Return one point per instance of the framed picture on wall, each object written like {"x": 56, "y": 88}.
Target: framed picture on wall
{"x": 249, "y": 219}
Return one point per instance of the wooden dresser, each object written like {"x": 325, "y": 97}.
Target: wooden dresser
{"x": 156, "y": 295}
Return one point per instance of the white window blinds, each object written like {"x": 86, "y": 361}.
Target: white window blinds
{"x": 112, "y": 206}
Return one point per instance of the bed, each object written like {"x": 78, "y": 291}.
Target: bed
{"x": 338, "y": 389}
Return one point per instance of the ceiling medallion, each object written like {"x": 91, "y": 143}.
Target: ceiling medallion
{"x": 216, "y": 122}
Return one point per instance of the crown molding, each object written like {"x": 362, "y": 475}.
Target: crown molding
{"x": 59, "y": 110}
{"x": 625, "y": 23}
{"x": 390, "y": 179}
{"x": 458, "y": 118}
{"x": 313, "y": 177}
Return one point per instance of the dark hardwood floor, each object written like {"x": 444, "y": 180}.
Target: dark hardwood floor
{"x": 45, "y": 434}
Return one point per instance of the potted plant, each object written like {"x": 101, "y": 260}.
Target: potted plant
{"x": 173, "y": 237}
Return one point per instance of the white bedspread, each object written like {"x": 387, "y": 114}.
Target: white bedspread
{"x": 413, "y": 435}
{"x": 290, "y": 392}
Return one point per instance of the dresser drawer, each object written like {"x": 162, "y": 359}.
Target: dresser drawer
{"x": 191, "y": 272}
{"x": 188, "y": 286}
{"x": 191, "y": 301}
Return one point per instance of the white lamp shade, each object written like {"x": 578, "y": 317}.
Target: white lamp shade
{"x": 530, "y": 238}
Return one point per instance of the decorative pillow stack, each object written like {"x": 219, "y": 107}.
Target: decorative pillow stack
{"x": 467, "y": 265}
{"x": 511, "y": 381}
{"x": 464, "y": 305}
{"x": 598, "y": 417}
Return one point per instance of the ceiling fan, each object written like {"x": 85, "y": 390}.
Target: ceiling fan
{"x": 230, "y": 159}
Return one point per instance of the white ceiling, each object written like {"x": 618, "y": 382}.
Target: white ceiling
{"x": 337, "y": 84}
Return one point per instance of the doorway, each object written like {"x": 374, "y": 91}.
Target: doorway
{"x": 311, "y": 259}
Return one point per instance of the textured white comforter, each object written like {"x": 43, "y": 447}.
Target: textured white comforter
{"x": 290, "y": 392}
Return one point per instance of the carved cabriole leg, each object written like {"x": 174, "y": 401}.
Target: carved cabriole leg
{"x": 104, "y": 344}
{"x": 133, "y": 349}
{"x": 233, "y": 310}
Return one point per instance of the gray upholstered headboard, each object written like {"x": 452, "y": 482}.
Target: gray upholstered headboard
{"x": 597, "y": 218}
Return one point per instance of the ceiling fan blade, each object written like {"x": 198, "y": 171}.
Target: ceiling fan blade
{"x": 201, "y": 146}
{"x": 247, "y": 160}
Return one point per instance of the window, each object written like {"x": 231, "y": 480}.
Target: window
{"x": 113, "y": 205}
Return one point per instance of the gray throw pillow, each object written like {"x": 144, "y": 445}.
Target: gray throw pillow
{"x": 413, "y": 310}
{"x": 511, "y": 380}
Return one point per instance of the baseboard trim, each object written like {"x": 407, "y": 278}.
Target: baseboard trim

▶ [Consigne] Pouvez-vous mettre en forme toutes les données ci-dessus en tableau Markdown, une ligne par rangée, avec le numéro dans la colonne « N° » et la ligne dans la colonne « Ligne », en omettant les lignes vides ?

▶ [Résultat attendu]
| N° | Ligne |
|---|---|
| 1 | Return one point per instance of the framed picture on wall, each object written like {"x": 56, "y": 88}. |
| 2 | Target: framed picture on wall |
| 3 | {"x": 249, "y": 219} |
| 4 | Return one point per instance of the wooden dresser, each object written like {"x": 325, "y": 97}. |
| 5 | Target: wooden dresser |
| 6 | {"x": 156, "y": 295} |
| 7 | Return one point per instance of the white window blinds, each object written like {"x": 86, "y": 361}. |
| 8 | Target: white window blinds |
| 9 | {"x": 112, "y": 206} |
| 10 | Return one point per instance of the bed, each object written like {"x": 78, "y": 291}. |
| 11 | Target: bed |
| 12 | {"x": 338, "y": 389} |
| 13 | Return one point per instance of the ceiling medallion, each object written like {"x": 91, "y": 143}. |
| 14 | Target: ceiling medallion |
| 15 | {"x": 216, "y": 122} |
| 16 | Return one point per instance of the crown molding, each object written like {"x": 362, "y": 475}. |
| 17 | Target: crown molding |
| 18 | {"x": 59, "y": 110} |
| 19 | {"x": 625, "y": 23} |
| 20 | {"x": 390, "y": 179} |
| 21 | {"x": 458, "y": 118} |
| 22 | {"x": 313, "y": 177} |
| 23 | Return one point per instance of the dark hardwood floor, each object written like {"x": 444, "y": 180}. |
| 24 | Target: dark hardwood floor |
| 25 | {"x": 45, "y": 434} |
| 26 | Return one point per instance of the potted plant, each object written like {"x": 101, "y": 260}. |
| 27 | Target: potted plant |
| 28 | {"x": 173, "y": 237} |
| 29 | Return one point per instance of the white bedspread, each object written like {"x": 387, "y": 114}. |
| 30 | Target: white bedspread |
| 31 | {"x": 413, "y": 435} |
| 32 | {"x": 290, "y": 392} |
| 33 | Return one point per instance of the dresser drawer, each object written like {"x": 162, "y": 359}. |
| 34 | Target: dresser drawer |
| 35 | {"x": 191, "y": 272} |
| 36 | {"x": 188, "y": 286} |
| 37 | {"x": 191, "y": 301} |
| 38 | Return one point per instance of the white lamp shade, each object written like {"x": 578, "y": 317}. |
| 39 | Target: white lamp shade |
| 40 | {"x": 530, "y": 238} |
| 41 | Return one point per instance of the decorative pillow stack, each object written like {"x": 219, "y": 107}. |
| 42 | Target: decorative pillow stack |
| 43 | {"x": 467, "y": 265} |
| 44 | {"x": 511, "y": 381} |
| 45 | {"x": 464, "y": 305} |
| 46 | {"x": 598, "y": 417} |
| 47 | Return one point per instance of the ceiling fan, each object written like {"x": 85, "y": 390}. |
| 48 | Target: ceiling fan |
| 49 | {"x": 230, "y": 159} |
| 50 | Return one point per instance of the white ceiling, each object written like {"x": 618, "y": 382}. |
| 51 | Target: white ceiling |
| 52 | {"x": 337, "y": 84} |
| 53 | Return one point per instance of the doorway, each object written like {"x": 374, "y": 91}. |
| 54 | Target: doorway |
| 55 | {"x": 311, "y": 259} |
| 56 | Return one point per instance of the textured white comforter, each object written like {"x": 43, "y": 447}. |
| 57 | Target: textured white comforter |
| 58 | {"x": 290, "y": 392} |
| 59 | Return one point per instance of the carved cabriole leg, each object written like {"x": 174, "y": 401}. |
| 60 | Target: carved cabriole leg |
| 61 | {"x": 104, "y": 344} |
| 62 | {"x": 133, "y": 349} |
| 63 | {"x": 233, "y": 310} |
| 64 | Return one point per instance of the gray upholstered headboard, each object written like {"x": 452, "y": 482}. |
| 65 | Target: gray upholstered headboard |
| 66 | {"x": 597, "y": 218} |
| 67 | Return one point per instance of the ceiling fan blade, each object written like {"x": 198, "y": 171}. |
| 68 | Target: ceiling fan blade |
| 69 | {"x": 201, "y": 146} |
| 70 | {"x": 247, "y": 160} |
| 71 | Return one point per instance of the window, each object written like {"x": 231, "y": 480}. |
| 72 | Target: window |
| 73 | {"x": 113, "y": 205} |
| 74 | Return one point per instance of the gray throw pillow, each object written like {"x": 144, "y": 445}. |
| 75 | Target: gray throw pillow |
| 76 | {"x": 413, "y": 310} |
| 77 | {"x": 511, "y": 380} |
| 78 | Return one point per instance of the baseboard trim, each object written like {"x": 407, "y": 278}. |
| 79 | Target: baseboard trim |